Record list:
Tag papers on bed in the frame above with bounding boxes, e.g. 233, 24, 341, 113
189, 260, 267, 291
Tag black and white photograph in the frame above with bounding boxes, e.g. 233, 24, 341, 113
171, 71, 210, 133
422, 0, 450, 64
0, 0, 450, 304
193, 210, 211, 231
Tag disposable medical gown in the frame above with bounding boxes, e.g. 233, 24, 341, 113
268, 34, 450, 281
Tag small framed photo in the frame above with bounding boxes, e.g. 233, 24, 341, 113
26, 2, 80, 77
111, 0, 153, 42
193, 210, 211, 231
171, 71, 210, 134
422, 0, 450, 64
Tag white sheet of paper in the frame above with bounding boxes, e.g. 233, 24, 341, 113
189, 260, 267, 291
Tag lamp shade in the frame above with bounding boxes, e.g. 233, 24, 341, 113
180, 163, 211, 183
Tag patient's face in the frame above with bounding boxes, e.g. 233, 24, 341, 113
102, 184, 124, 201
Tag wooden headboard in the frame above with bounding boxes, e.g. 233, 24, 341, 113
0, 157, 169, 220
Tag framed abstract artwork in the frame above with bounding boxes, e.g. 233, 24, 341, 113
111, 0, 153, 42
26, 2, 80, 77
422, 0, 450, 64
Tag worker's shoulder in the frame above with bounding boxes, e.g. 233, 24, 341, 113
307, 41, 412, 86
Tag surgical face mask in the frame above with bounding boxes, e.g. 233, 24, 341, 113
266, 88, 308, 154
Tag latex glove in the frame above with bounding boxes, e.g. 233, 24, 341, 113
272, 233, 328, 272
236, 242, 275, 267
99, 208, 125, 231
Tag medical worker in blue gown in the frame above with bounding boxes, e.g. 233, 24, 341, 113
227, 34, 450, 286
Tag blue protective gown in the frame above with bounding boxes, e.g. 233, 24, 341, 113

Aim: Please recast the records from the line with "Tag wooden headboard" up to and including the line with "99, 208, 125, 231" as a two-column CSV with headers task and boxes. Give one row per item to tag, with its wording under task and all of its boxes under boxes, each field quoted and line breaks replaced by spaces.

Written reply:
task,boxes
"Tag wooden headboard in the frame above with bounding boxes, e.g. 233, 24, 341, 113","0, 157, 169, 220"
"Tag framed abstract artwork in the frame above with bounding boxes, e.g. 233, 24, 341, 113","111, 0, 153, 42 26, 2, 80, 77 422, 0, 450, 64"
"Tag worker's shoulder in the frame above with bounding boxes, e.g. 233, 24, 341, 113","307, 41, 412, 86"
"Tag surgical face mask in the frame above with bounding boxes, e.g. 233, 24, 341, 113","266, 88, 308, 154"
"Tag latex glove in the frame above with bounding boxes, e.g. 233, 24, 341, 113","272, 233, 328, 272 236, 242, 275, 267 99, 208, 125, 231"